From the first line to the last, print the records exactly, leaving out the pictures.

········

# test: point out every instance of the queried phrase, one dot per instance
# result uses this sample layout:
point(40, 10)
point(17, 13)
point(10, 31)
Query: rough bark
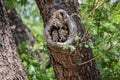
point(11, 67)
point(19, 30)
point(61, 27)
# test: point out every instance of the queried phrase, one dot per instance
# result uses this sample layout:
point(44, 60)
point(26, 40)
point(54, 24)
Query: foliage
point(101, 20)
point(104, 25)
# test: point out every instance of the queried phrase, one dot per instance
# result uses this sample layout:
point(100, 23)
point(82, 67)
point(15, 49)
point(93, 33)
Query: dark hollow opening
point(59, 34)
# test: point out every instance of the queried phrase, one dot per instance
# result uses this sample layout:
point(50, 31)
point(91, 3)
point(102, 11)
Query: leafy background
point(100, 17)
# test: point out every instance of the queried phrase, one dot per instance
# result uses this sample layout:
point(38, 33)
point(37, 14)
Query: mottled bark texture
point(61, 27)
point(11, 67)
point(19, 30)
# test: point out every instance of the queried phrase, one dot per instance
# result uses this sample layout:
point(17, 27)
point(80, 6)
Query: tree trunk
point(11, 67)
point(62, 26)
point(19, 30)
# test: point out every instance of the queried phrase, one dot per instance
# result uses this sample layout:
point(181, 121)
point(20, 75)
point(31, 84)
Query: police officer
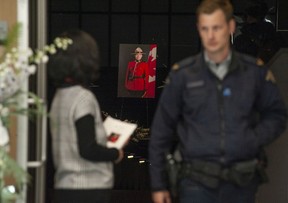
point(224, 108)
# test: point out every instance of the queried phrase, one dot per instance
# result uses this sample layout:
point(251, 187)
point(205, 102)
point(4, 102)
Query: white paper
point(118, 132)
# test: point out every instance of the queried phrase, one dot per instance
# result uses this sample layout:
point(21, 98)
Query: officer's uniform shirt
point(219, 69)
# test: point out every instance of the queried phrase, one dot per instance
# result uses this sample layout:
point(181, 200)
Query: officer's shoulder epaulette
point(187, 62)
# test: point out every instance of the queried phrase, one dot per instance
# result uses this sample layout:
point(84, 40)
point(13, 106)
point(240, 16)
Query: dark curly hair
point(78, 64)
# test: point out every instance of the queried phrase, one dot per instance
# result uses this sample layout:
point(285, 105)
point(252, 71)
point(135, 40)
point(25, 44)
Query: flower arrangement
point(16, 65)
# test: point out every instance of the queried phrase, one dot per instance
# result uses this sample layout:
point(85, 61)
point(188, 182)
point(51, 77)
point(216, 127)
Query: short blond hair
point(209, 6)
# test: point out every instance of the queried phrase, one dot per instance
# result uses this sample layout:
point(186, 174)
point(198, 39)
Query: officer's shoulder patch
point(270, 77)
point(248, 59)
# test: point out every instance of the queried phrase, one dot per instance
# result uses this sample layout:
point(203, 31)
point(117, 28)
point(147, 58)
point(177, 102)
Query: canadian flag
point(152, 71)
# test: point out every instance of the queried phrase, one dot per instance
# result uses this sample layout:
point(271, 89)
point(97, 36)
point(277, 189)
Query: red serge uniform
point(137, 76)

········

# Answer box
# test: point out every instance of the queried phrase, one dot per instance
# result uses this sample layout:
point(40, 10)
point(17, 13)
point(10, 31)
Query: rough bark
point(11, 67)
point(19, 30)
point(61, 27)
# test: point out every instance of the queried phrase, one dot per instance
# result uses this sample layout:
point(44, 60)
point(26, 40)
point(54, 24)
Query: foliage
point(101, 20)
point(104, 25)
# test: point out every instance of the queried phrase, one dot per instance
# result uses this sample layout:
point(100, 23)
point(82, 67)
point(15, 49)
point(93, 33)
Query: dark hollow opening
point(59, 34)
# test: point out every instance of the queried phrase, one dot per instance
# result uses this sample layout:
point(50, 31)
point(91, 3)
point(102, 11)
Query: leafy background
point(100, 17)
# test: point out every instance of the queried phrase, one dot per instance
# result uses this sample layout:
point(38, 33)
point(37, 14)
Query: mottled bark texture
point(61, 27)
point(11, 67)
point(19, 30)
# test: point out every instance of the queried phrase, one dot per instance
# result uses this sample layout:
point(17, 27)
point(80, 6)
Query: tree trunk
point(11, 67)
point(62, 26)
point(19, 30)
# test: point out every instance of the queried phrase, one dot per instance
# result uses this sample layout:
point(181, 121)
point(20, 75)
point(31, 84)
Query: police officer
point(224, 108)
# test: point out every instance of the queried phrase, one dot per instance
# result uses this sample layout:
point(251, 187)
point(205, 102)
point(4, 102)
Query: white paper
point(118, 132)
# test: point out every instance of the queried phrase, one dot per instance
# result uses this sample layout:
point(21, 98)
Query: officer's uniform shirt
point(219, 69)
# test: point out every instance of the queried phrase, one dot per instance
# result uses this sample layout:
point(181, 200)
Query: officer's shoulder epaulette
point(187, 62)
# test: point out every instance of the queried phrase, one dot per instance
# result uses this sample layout:
point(84, 40)
point(13, 106)
point(240, 16)
Query: dark curly hair
point(78, 64)
# test: point out every instance of the queried phrase, one dot per instance
# result uses this sample layout:
point(285, 105)
point(252, 71)
point(135, 40)
point(25, 44)
Query: flower arrangement
point(16, 65)
# test: point out every instance of the queried phrase, one dot per instance
# result uses this sample layout:
point(85, 61)
point(188, 182)
point(51, 77)
point(216, 127)
Query: short blond hair
point(209, 6)
# test: point out every instance of the queried phrase, one dot per instance
# result uses this sample layout:
point(186, 174)
point(198, 39)
Query: officer's shoulder patch
point(270, 77)
point(248, 59)
# test: point out every instance of the queried phrase, one dot per instance
# result uses this sample layout:
point(203, 31)
point(117, 28)
point(147, 58)
point(177, 102)
Query: canadian flag
point(152, 71)
# test: point out every instance of the queried phrase, one dot per instance
# result uses this sample layout:
point(271, 89)
point(97, 36)
point(277, 189)
Query: red serge uniform
point(137, 76)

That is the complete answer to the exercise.